» **Text excerpt**
RCGP highlights GP pressures and the impact they are having on patient care

The following comment piece by RCGP chair Professor Martin Marshall has been published in the Daily Express and featured on the front page of the newspaper

Prof. Marshall highlights the intense workload facing general practice. The message is similar to that which was last week published in the Daily Telegraph in response to critical letters about general practice.

The Express article also runs comments from GP Nick Brown and Vice Chair Gary Howsam, highlighting that general practice needs support. The editorial comment reads: “Losing yet more burnt out GPs from the profession can only make a dire situation worse. This health emergency needs to be sorted out – and quickly – because GPs are suffering, and patients too.”

Martin Marshall’s full comment piece:

GPs and our brilliant teams of practice nurses, pharmacists, physios and other health professionals delivered more than 30m patient appointments in March. GPs delivered more consultations than any month on record. We’re consistently delivering more care, and more complex care, than we did before the pandemic – and whilst this shows how hard general practice teams are working and their dedication to patient care, the ever-increasing workload is not sustainable and it’s taking its toll.

Point-per-instance localization data
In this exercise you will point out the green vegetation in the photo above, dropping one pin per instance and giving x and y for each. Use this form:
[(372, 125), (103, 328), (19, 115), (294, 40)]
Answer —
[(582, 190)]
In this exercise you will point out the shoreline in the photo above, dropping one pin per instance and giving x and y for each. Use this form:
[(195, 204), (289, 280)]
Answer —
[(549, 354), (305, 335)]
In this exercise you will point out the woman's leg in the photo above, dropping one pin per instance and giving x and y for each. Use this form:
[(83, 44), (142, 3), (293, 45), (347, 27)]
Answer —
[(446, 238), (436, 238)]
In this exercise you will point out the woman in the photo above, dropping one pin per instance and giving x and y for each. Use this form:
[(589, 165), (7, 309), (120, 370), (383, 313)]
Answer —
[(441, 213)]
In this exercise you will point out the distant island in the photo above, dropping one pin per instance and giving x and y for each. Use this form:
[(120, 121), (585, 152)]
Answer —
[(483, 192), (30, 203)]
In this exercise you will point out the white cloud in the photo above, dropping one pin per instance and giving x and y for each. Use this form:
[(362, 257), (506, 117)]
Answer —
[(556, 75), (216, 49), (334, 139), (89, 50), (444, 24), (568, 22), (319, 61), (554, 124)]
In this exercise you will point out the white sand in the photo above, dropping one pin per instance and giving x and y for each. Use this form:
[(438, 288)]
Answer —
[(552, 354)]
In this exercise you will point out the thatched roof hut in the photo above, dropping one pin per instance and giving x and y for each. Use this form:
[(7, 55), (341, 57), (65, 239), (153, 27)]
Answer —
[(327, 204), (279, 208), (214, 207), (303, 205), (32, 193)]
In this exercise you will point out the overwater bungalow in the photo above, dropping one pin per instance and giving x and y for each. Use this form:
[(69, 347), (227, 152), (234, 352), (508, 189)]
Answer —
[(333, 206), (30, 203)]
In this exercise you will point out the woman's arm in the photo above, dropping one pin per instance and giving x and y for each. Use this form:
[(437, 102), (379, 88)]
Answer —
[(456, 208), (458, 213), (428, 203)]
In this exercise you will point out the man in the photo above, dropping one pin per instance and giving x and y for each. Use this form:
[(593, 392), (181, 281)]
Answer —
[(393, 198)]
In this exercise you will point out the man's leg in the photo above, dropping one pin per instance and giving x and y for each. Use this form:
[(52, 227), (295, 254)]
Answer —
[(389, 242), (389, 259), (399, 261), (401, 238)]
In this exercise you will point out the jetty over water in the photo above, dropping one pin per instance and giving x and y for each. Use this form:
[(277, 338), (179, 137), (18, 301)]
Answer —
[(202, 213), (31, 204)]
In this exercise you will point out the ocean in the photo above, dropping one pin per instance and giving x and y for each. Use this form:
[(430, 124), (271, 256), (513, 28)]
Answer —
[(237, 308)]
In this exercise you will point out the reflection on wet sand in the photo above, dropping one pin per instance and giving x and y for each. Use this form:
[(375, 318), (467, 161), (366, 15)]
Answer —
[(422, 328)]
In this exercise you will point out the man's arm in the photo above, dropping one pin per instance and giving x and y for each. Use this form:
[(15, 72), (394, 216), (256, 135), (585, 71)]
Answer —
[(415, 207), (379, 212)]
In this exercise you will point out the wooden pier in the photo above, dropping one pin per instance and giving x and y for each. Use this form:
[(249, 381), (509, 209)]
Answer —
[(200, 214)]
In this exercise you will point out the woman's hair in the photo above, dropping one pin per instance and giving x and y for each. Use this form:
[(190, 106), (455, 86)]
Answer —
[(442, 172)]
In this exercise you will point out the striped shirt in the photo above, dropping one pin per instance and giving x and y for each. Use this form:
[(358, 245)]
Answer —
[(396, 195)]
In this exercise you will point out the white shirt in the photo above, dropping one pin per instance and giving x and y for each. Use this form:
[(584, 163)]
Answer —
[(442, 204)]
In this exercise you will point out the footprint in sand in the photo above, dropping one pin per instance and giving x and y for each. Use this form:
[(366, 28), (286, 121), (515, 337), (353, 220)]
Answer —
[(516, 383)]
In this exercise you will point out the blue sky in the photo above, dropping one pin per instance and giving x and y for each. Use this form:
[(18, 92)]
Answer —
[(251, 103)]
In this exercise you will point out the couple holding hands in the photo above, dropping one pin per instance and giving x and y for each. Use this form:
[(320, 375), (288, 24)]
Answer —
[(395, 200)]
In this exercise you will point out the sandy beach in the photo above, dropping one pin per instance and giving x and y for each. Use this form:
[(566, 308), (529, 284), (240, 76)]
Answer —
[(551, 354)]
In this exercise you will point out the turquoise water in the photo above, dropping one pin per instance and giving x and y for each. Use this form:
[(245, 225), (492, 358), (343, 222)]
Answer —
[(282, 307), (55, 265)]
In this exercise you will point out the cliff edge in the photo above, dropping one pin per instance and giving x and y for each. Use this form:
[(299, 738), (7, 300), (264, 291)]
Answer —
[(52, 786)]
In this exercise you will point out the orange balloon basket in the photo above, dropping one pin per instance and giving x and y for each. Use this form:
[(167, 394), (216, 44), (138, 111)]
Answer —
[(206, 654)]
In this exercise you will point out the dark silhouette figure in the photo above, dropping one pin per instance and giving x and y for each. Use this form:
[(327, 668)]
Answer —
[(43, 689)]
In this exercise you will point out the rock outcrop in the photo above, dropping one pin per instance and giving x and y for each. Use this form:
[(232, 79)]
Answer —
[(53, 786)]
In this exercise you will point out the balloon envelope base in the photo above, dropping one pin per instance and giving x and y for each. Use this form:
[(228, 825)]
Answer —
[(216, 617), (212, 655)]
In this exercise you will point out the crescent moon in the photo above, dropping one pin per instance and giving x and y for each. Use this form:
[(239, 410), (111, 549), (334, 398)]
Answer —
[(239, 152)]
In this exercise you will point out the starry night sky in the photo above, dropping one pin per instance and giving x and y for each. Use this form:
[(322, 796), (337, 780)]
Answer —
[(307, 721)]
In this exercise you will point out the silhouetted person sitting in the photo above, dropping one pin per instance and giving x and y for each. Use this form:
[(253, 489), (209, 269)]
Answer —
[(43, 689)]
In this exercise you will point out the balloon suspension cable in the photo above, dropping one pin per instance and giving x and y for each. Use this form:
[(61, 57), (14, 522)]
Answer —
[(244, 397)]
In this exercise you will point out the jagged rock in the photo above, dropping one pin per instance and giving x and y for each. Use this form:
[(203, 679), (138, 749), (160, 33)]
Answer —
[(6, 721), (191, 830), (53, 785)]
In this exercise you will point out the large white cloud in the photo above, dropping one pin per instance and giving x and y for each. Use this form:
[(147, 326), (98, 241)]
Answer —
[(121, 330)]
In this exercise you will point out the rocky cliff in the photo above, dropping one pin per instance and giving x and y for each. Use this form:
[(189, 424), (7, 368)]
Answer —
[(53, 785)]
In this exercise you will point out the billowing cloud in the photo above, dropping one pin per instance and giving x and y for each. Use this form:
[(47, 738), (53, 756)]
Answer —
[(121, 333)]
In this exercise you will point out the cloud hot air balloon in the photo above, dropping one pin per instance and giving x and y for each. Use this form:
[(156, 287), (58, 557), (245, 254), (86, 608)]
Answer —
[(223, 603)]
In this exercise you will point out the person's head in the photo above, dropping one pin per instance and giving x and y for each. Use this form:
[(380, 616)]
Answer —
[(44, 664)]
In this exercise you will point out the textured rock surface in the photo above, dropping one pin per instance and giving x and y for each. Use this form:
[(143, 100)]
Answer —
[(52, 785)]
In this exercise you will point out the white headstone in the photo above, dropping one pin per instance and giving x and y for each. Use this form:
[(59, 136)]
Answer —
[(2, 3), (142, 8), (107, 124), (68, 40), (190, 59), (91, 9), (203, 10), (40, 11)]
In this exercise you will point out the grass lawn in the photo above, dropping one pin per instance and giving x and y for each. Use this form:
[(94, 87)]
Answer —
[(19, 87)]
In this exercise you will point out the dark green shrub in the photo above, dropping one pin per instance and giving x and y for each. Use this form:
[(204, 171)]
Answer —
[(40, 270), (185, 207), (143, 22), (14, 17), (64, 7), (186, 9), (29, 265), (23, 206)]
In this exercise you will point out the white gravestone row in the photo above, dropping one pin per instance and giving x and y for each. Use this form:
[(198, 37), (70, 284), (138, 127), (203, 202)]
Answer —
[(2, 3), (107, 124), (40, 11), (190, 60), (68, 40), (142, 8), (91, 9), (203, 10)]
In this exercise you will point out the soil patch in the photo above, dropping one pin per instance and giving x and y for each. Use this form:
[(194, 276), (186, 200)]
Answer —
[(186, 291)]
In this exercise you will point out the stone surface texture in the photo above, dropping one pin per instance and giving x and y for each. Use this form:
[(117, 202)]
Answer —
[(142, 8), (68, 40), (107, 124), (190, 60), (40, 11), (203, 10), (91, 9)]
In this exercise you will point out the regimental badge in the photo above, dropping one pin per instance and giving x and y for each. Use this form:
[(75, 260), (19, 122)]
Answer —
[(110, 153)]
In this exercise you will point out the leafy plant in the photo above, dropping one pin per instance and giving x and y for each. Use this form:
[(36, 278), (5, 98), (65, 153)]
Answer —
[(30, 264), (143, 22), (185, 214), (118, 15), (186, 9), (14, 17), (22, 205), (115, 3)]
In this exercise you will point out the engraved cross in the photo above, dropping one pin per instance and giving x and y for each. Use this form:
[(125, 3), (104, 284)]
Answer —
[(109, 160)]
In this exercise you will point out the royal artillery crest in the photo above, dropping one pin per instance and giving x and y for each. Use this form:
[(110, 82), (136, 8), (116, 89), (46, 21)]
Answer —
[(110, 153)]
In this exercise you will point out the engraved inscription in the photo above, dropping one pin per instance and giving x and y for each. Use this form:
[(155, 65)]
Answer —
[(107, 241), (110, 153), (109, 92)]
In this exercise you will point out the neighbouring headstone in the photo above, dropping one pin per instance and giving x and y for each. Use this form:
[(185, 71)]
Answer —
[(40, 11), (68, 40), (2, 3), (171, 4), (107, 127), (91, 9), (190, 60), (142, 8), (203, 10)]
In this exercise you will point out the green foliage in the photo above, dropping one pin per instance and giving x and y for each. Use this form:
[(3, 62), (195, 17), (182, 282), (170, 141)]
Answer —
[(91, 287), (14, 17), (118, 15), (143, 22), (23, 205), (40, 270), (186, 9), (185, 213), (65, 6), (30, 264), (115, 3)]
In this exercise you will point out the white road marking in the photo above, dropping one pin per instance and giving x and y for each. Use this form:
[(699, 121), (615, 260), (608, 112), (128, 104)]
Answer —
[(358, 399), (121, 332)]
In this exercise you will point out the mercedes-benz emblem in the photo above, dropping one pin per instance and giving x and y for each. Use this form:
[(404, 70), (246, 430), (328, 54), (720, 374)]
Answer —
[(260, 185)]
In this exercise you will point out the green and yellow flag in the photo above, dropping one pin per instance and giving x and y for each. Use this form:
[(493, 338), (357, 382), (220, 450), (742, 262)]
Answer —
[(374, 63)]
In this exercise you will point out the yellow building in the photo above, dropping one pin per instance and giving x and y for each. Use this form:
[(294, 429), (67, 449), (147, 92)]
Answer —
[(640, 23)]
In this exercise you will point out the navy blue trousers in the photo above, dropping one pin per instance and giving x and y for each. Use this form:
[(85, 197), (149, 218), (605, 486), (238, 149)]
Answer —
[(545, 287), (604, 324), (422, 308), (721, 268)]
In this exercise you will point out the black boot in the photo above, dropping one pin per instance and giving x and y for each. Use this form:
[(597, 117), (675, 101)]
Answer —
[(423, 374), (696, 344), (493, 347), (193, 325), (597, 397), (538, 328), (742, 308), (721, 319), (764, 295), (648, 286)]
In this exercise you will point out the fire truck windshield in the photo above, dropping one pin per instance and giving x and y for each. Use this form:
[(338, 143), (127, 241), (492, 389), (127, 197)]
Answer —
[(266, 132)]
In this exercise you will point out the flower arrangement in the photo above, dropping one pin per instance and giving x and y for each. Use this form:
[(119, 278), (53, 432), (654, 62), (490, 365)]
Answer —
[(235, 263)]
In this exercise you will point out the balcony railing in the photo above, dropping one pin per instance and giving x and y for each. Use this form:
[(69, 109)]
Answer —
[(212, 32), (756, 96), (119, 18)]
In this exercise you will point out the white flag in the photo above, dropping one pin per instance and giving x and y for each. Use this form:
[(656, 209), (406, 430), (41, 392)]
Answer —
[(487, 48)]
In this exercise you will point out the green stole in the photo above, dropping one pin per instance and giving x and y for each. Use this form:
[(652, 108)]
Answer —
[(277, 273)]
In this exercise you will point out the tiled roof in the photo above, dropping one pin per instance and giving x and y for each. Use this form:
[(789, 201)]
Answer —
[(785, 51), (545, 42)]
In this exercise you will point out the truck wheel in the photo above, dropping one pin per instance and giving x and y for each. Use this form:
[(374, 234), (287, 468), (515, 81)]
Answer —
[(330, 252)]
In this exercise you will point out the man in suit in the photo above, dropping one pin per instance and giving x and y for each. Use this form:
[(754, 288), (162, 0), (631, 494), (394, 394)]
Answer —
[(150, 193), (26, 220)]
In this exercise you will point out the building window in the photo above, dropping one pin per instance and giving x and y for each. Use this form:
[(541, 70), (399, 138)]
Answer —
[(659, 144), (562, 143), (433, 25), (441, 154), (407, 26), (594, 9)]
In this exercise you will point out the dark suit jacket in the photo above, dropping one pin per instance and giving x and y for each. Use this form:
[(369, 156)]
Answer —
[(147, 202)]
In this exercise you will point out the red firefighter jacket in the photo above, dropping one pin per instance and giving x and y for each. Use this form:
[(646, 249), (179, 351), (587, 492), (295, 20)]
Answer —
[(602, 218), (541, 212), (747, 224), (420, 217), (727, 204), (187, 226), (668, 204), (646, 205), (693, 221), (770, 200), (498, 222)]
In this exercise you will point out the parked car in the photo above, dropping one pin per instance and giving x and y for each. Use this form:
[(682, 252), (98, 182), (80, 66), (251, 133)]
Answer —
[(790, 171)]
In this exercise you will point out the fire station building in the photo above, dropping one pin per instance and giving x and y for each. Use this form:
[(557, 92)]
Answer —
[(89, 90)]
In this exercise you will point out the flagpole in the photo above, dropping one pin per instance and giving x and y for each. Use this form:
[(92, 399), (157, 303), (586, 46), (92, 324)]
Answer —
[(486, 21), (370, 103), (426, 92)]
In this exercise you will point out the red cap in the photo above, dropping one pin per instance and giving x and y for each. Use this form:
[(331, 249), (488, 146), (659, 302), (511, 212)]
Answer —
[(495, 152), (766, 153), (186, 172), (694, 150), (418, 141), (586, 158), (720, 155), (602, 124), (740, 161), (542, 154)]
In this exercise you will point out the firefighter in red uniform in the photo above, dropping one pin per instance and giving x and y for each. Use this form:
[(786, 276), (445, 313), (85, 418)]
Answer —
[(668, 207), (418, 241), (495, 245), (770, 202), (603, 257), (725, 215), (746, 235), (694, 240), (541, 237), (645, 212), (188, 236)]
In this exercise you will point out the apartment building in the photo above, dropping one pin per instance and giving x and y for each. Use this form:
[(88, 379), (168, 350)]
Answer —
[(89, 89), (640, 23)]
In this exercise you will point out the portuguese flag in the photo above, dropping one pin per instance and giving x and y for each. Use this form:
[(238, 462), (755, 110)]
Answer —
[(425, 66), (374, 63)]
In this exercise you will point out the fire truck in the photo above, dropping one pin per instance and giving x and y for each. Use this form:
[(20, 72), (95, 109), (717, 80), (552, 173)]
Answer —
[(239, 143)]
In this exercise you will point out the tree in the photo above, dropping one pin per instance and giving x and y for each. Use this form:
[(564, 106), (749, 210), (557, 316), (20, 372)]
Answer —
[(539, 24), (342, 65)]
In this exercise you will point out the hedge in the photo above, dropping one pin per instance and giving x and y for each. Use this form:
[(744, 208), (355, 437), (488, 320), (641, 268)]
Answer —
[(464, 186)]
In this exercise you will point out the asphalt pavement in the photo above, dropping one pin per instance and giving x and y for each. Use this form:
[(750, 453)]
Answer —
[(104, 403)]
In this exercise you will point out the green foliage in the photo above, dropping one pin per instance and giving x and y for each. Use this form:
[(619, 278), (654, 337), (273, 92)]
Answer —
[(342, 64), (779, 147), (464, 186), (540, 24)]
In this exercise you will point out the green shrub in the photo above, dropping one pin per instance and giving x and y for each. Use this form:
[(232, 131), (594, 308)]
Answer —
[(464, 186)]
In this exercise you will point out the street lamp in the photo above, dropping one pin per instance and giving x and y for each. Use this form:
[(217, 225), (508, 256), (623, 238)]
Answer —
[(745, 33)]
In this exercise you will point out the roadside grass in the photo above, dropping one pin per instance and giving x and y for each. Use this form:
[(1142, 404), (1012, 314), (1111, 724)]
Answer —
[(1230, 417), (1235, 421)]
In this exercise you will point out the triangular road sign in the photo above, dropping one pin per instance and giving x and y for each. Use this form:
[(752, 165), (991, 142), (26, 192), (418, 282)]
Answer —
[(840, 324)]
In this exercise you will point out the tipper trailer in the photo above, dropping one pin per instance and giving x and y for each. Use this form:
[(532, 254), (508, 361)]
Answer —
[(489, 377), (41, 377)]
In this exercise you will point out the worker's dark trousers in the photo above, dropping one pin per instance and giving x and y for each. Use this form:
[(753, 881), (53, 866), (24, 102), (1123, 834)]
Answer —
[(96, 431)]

» **What to work on**
**A)** From the article on GP pressures, quote everything from "RCGP highlights GP" down to "about general practice.".
**B)** According to the article on GP pressures, how many patient appointments did GPs and their teams deliver in March?
**C)** Continue the article on GP pressures from where it stops.

» **Results for each task**
**A)**
RCGP highlights GP pressures and the impact they are having on patient care

The following comment piece by RCGP chair Professor Martin Marshall has been published in the Daily Express and featured on the front page of the newspaper

Prof. Marshall highlights the intense workload facing general practice. The message is similar to that which was last week published in the Daily Telegraph in response to critical letters about general practice.

**B)** More than 30m patient appointments.

**C)**
This is a crisis that’s been mounting for years, well before COVID, and it’s one that is impacting on GPs at all stages of their career – as these case studies show – and their patients.

As patients live longer, they increasingly do so with multiple, long-term conditions. This means they have complex health needs and GPs need to have time with them to ensure they are receiving optimal care, and to be able to build relationships with them, so that next time we see them, we don’t need to start from the beginning. Throughout my 30-year career as a GP, some of my most successful patient outcomes have been through having a greater time to consult with my patients.

Being a GP is a stimulating and professionally satisfying career. The “joy” of general practice comes from being able to treat not just a patient, but their families – their elderly relatives, and their young children through building relationships with them. Every effort must be made preserve this.

But this kind of care, which we know GPs and patients both value, and which evidence shows leads to benefits for the NHS, is difficult to deliver when the profession is overstretched, overworked, and severely under-resourced. A worn out GP is not able to practice safely. Even when GPs work ‘part time’, it often means working what would normally be considered full-time, or longer.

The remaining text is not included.